WHAT YOU NEED TO DO:
Carry none of the pictures over; set down the material below exactly.

EXERCISE INPUTS:
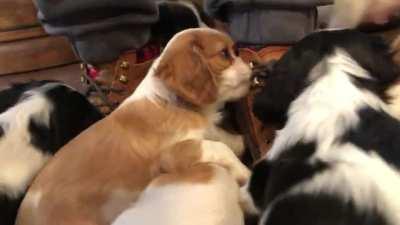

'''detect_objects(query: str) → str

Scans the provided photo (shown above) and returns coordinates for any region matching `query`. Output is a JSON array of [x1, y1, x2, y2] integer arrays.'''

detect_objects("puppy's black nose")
[[251, 60, 277, 87]]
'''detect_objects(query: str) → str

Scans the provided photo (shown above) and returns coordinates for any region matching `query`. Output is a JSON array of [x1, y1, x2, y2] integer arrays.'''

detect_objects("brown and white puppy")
[[16, 28, 251, 225]]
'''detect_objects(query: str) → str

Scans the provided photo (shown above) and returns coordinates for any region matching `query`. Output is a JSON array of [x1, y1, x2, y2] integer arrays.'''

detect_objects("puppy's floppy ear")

OUTPUT:
'''detect_objects(query: str) → str

Scans the provided photo (shown above) and returns coordinates for any region matching `query`. Output is a JSON array of [x1, y1, x2, y2] integer arrays.'''

detect_objects("puppy's black nose")
[[251, 60, 277, 87]]
'''detect_objects(query: str) → str

Scans the provided photo (shown above) and returns coordinates for any region matching `query`. Output is a JSON array of [x1, y1, x2, y2] integer arrays.'''

detect_objects("brown and white puppy")
[[16, 28, 251, 225]]
'''detect_objects(query: str) → str

Scans the provided photo (shown above) and returns coordinates for any region matching `query`. Output is a JSON array of [x1, y1, x2, y2] integer arrays.'''

detect_objects("puppy's floppy ear")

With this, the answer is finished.